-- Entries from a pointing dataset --

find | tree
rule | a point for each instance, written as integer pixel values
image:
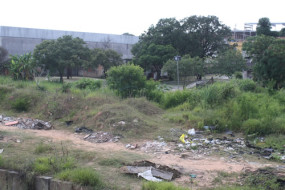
(282, 32)
(204, 36)
(271, 66)
(263, 27)
(229, 62)
(106, 58)
(3, 54)
(152, 57)
(64, 53)
(127, 80)
(187, 67)
(256, 46)
(22, 67)
(3, 62)
(268, 56)
(196, 36)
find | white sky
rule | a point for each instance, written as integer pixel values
(132, 16)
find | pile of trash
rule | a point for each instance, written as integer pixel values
(196, 142)
(154, 147)
(101, 137)
(25, 123)
(151, 171)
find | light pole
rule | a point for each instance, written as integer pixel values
(177, 59)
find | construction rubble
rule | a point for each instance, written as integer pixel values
(25, 123)
(151, 171)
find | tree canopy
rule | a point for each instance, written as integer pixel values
(229, 62)
(188, 66)
(106, 58)
(196, 36)
(64, 53)
(268, 55)
(263, 27)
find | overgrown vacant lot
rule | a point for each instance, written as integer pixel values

-- Task to complete --
Reproduce the listing above in full, substituting "occurrence" for every occurrence of "instance" and leaving everything else unchanged. Omit the pictures from your answer.

-- Reply to the task --
find | tree
rule | a point for each occurrence, written as integer pixel values
image:
(282, 32)
(204, 36)
(271, 66)
(263, 27)
(229, 62)
(106, 58)
(3, 54)
(152, 57)
(64, 53)
(127, 80)
(187, 67)
(256, 46)
(22, 67)
(3, 62)
(268, 56)
(196, 36)
find | white sky
rule | a point for each occurrence, written as integer pixel values
(132, 16)
find | pile of trash
rule | a point for each occurrence, written as integer pixel values
(196, 142)
(154, 147)
(101, 137)
(25, 123)
(151, 171)
find | light pole
rule | a point for each occurrence, written as integer pixel values
(177, 59)
find | construction rubble
rule | a point for each occurrence, written as integer pixel values
(25, 123)
(151, 171)
find | tree canopy
rule | a point for each occurrence, written as integer pixel values
(229, 62)
(188, 66)
(106, 58)
(196, 36)
(64, 53)
(268, 55)
(263, 27)
find | overgrown vacant lot
rule | a point for each occurrence, written as integer pixel values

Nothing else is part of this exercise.